**DATA TO PROCESS**

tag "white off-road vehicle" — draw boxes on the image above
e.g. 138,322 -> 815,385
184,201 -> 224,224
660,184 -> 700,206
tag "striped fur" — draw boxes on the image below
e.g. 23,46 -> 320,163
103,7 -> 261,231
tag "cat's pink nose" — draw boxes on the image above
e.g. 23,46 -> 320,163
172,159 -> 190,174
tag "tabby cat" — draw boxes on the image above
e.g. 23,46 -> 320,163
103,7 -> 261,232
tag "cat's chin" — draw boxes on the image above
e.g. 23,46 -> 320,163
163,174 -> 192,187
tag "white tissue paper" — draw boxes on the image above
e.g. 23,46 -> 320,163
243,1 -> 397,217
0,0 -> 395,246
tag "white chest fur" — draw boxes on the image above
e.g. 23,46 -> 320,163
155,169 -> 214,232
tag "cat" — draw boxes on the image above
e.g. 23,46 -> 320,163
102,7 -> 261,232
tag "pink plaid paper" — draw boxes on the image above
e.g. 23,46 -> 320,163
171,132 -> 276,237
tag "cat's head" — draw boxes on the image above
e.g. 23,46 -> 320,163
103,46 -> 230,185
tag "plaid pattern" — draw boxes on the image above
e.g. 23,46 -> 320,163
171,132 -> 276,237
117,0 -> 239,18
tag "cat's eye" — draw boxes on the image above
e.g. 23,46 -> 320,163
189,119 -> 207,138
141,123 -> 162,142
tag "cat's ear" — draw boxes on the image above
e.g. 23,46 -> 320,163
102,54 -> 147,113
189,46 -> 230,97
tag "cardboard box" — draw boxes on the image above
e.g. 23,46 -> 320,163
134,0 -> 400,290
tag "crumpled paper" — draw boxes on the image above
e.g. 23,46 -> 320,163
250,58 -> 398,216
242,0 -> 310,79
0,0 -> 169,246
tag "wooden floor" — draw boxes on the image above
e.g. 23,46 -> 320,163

**WHAT YOU HAVE TO DO**
Return all of the data word for word.

**ANSWER TO THE TASK**
tag "white off-road vehicle" — draw boxes on the image above
e.g. 138,322 -> 815,385
184,201 -> 224,224
660,184 -> 700,206
tag "striped fur" — draw boxes on the image below
e.g. 23,46 -> 320,163
103,7 -> 261,231
tag "cat's pink nose" — draw boxes on the image above
e.g. 23,46 -> 320,163
172,159 -> 190,174
tag "tabby cat" — draw boxes on the image above
e.g. 23,46 -> 320,163
103,7 -> 261,232
tag "cat's chin" — draw boxes on the image above
e.g. 23,46 -> 320,163
163,174 -> 192,187
tag "white tissue paper" — draw boxes on the image above
e.g. 23,46 -> 320,163
243,1 -> 397,217
0,0 -> 395,246
tag "white chest fur" — draw boxes on the image above
e.g. 23,46 -> 320,163
155,169 -> 214,232
tag "cat" — draw boxes on the image above
e.g. 23,46 -> 320,163
102,7 -> 261,232
tag "pink plaid paper" — draw boxes on the image above
e.g. 23,46 -> 320,163
171,132 -> 276,237
tag "cat's head" — draw boxes on the image above
e.g. 23,46 -> 320,163
103,46 -> 230,185
tag "plaid pattern" — draw boxes on the image above
e.g. 23,46 -> 320,163
171,132 -> 276,237
117,0 -> 239,18
tag "cat's eye" — draw boxes on the image above
e.g. 23,46 -> 320,163
189,119 -> 207,138
141,123 -> 162,142
tag "cat's ear" — draw boxes on the image above
e.g. 23,46 -> 320,163
102,54 -> 147,113
189,46 -> 230,97
tag "cardboard box" — draw boxes on the image above
e.g. 23,46 -> 320,163
134,0 -> 400,290
tag "crumpled paper" — draw boxes on the image above
e.g. 23,46 -> 320,163
250,58 -> 398,216
242,0 -> 310,79
0,0 -> 169,246
tag "wooden floor" — draw boxes on the image above
e.g. 23,46 -> 320,163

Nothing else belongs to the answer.